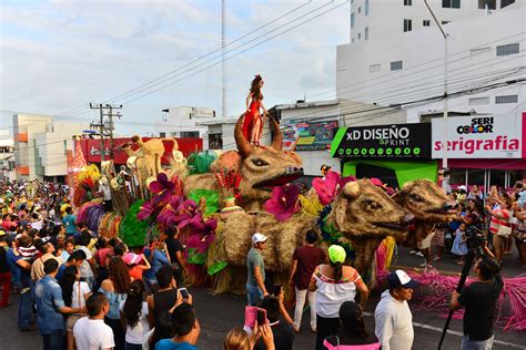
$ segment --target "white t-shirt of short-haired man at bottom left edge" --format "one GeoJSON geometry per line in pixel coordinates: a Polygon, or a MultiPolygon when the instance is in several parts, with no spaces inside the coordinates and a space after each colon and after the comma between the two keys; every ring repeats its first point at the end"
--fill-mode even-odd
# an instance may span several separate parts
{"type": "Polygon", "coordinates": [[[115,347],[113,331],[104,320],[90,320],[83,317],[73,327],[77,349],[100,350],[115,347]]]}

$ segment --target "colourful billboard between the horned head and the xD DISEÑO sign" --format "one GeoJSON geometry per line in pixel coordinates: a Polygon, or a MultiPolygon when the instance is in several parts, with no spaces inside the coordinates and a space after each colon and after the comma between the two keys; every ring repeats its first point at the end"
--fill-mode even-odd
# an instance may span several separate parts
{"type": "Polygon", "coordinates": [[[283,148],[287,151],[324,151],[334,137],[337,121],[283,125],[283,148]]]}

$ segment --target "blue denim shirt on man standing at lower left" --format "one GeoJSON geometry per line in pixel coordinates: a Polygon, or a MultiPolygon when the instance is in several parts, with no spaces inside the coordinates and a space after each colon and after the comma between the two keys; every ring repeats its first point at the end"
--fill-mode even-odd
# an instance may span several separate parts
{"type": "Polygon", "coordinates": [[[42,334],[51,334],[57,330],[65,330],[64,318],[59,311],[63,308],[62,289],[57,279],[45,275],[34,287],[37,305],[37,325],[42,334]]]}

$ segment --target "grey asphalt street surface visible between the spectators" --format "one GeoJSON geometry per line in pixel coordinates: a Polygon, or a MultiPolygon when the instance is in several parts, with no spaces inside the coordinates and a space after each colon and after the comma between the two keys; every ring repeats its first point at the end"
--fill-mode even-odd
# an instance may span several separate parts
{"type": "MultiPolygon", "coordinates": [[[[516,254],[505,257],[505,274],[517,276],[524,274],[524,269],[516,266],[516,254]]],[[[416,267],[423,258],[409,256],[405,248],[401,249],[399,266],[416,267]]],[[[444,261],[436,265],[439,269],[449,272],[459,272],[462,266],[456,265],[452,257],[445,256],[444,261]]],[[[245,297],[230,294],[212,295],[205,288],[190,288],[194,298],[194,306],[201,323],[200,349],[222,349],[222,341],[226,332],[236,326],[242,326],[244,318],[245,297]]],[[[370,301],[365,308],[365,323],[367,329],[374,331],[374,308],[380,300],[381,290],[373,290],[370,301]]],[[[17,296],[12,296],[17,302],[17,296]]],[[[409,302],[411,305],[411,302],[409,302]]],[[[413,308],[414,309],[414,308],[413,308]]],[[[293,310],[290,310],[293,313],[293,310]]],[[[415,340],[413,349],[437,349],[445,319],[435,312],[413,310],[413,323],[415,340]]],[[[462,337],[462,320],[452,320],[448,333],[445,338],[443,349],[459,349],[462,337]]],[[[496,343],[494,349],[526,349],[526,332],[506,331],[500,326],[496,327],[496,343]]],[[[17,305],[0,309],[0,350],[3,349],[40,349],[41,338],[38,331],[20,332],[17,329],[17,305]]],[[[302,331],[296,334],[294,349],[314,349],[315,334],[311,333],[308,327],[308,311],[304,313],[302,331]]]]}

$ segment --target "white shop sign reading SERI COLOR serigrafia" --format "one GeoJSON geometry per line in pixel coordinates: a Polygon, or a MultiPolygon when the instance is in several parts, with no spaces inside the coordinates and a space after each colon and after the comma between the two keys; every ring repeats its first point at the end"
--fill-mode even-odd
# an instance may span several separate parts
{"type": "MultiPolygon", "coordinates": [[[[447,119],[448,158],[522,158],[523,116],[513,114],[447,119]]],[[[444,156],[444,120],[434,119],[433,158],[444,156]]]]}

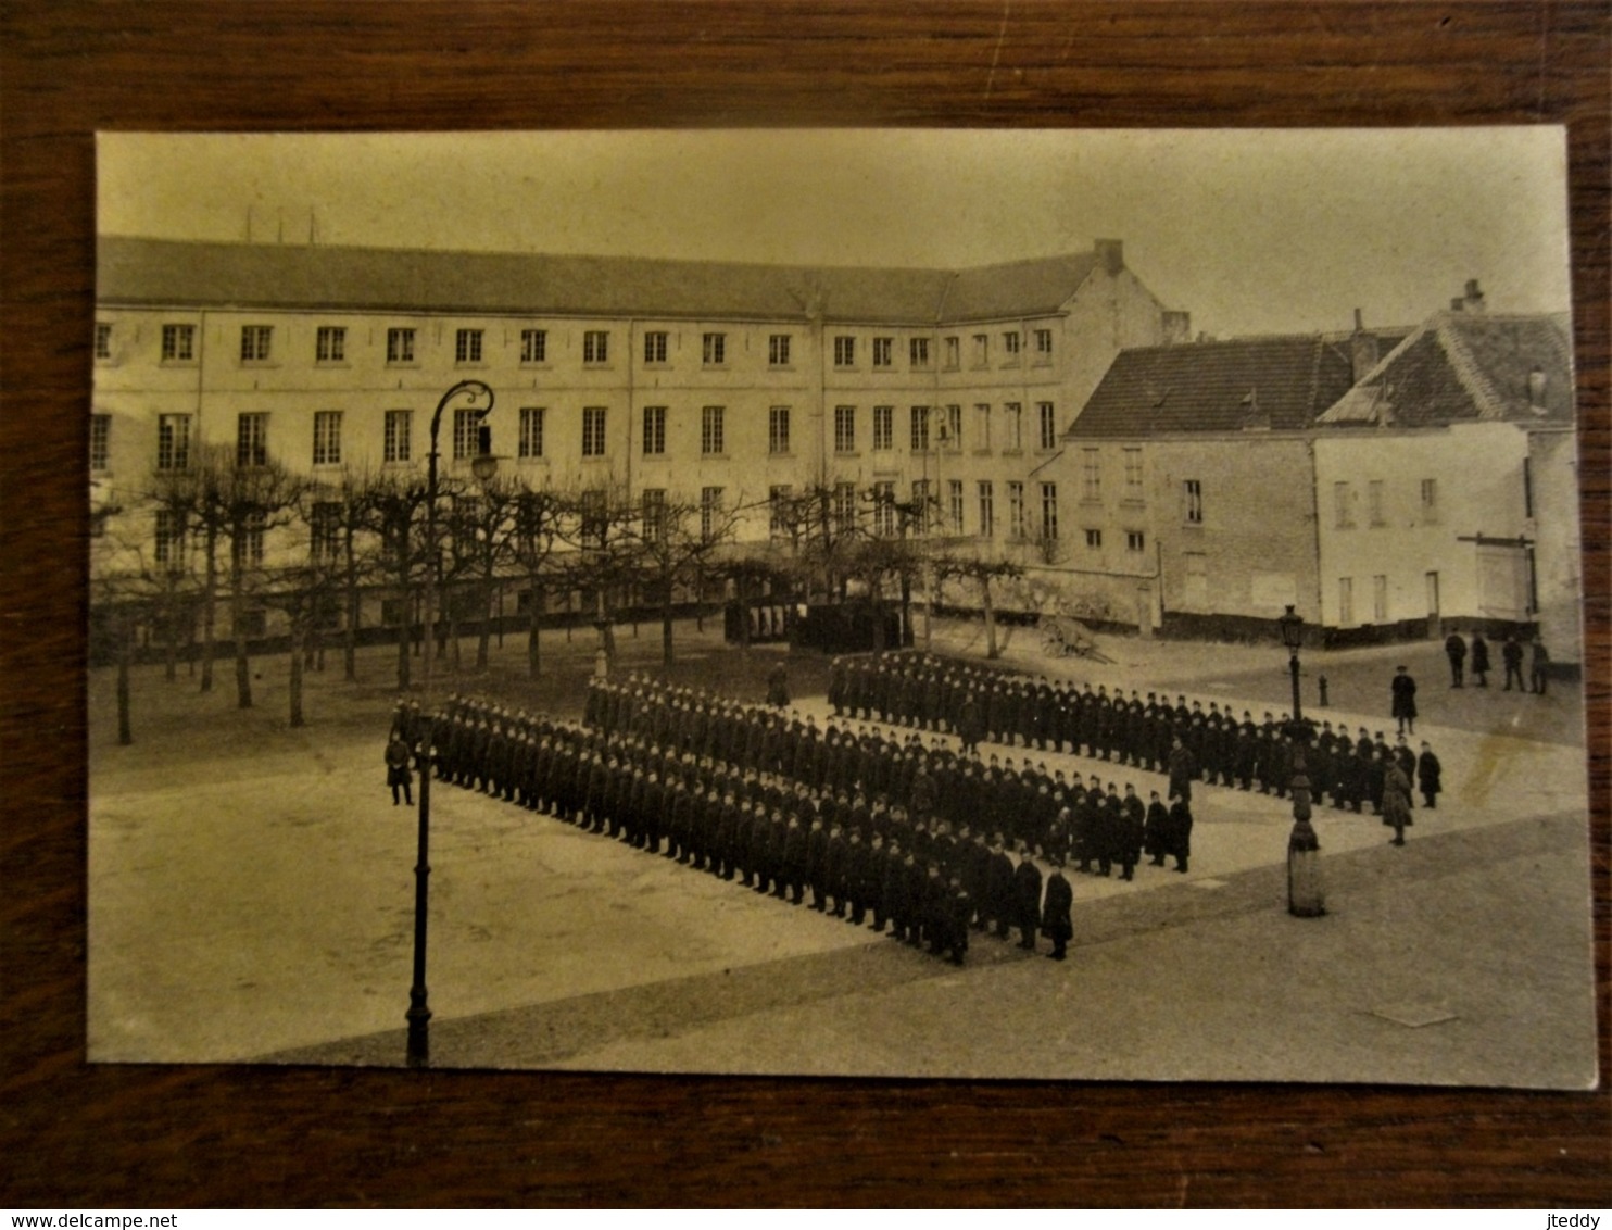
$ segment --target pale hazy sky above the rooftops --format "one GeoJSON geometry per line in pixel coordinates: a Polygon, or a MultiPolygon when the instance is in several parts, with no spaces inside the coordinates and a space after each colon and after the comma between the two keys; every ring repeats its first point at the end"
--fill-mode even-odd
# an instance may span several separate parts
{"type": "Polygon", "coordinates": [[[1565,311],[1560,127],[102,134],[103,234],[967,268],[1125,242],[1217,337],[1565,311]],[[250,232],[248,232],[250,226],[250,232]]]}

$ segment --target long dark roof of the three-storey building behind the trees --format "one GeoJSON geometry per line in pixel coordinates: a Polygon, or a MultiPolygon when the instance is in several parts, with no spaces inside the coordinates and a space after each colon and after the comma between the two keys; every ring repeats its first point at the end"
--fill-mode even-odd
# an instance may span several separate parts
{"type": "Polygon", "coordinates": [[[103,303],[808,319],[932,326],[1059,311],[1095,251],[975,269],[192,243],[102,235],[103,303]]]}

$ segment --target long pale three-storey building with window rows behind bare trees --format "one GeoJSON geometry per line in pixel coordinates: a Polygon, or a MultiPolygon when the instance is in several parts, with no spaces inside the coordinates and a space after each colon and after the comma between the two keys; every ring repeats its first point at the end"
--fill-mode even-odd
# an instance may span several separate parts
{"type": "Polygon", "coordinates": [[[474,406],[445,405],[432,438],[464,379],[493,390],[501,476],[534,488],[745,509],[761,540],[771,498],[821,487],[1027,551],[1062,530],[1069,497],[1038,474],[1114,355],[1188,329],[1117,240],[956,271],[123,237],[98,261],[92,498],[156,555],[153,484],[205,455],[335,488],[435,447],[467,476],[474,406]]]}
• • • • •
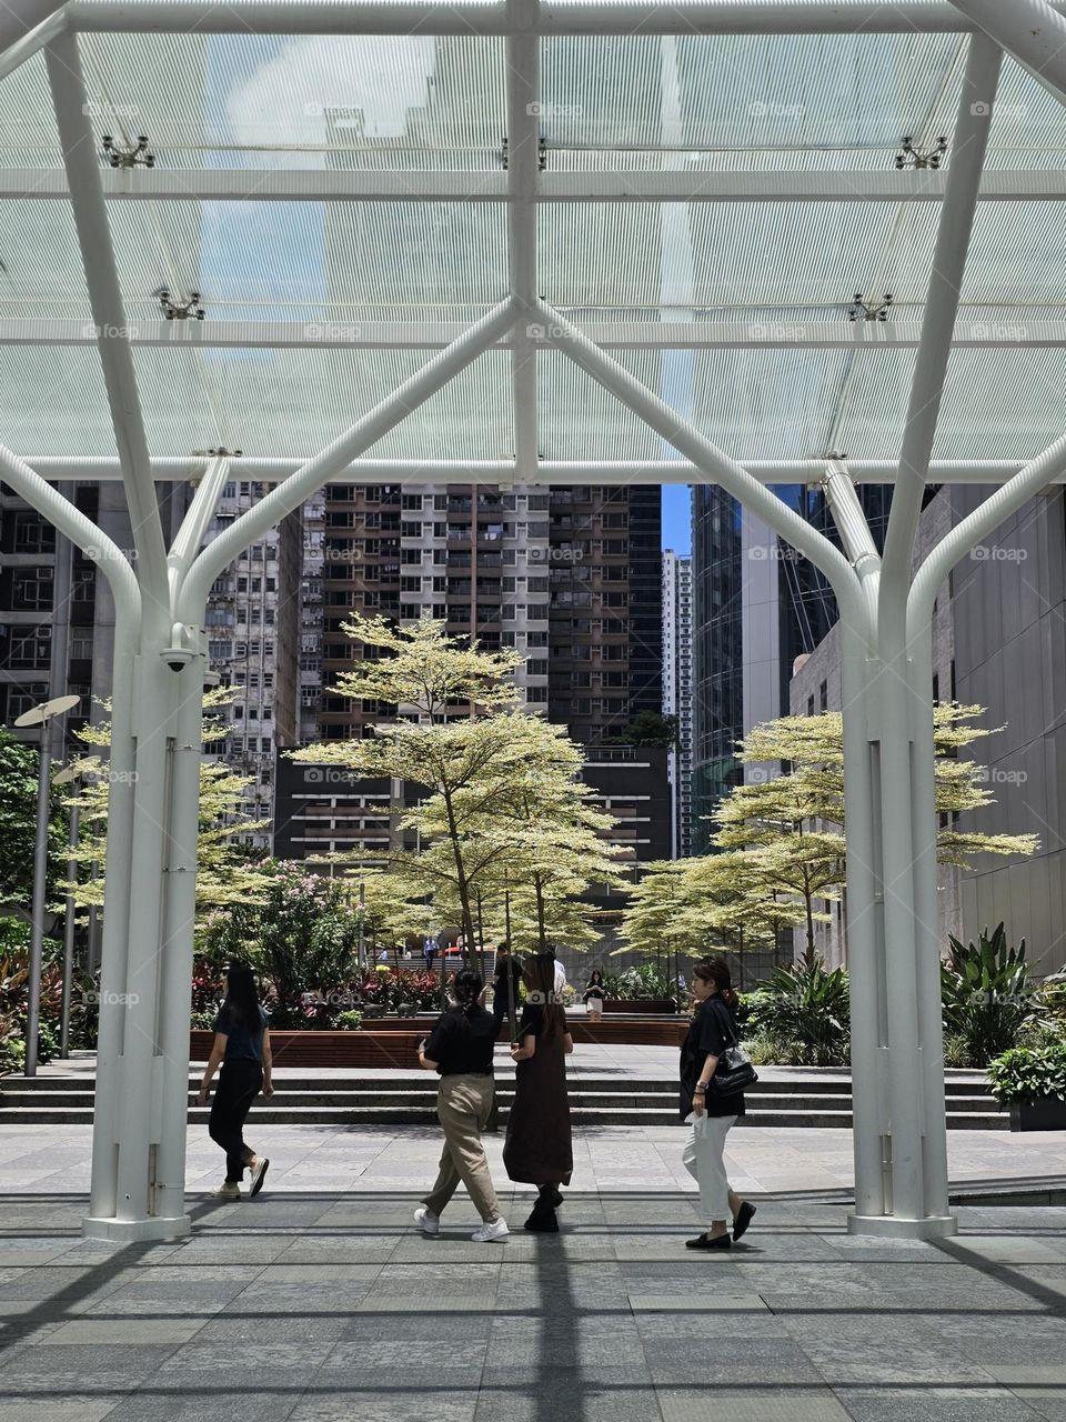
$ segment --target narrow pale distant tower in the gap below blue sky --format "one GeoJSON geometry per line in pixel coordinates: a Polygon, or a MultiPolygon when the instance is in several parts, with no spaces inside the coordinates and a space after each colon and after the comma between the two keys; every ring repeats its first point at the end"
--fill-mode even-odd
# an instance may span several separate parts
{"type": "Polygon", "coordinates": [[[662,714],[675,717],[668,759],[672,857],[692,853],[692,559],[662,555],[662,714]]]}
• • • • •
__PROBLEM TO SOLVE__:
The answer must be every line from the entries above that holds the string "white".

__SOLUTION__:
$ segment --target "white t-shirt of short-haired man at bottom left edge" --format "one GeoJSON geometry per line in pixel coordinates: a Polygon, or a MultiPolygon when the instance is in several parts, with no spaces inside the coordinates and a space after each colon and after the comma between the two keys; every ring repeats its first point at the end"
$ segment --target "white shop sign reading SERI COLOR serigrafia" --format "one GeoJSON geometry per line in pixel coordinates: a Polygon, or a MultiPolygon when the instance is in several parts, with no spaces inside the coordinates and a space after each colon and after the comma between the two keys; every ring repeats its first point at the end"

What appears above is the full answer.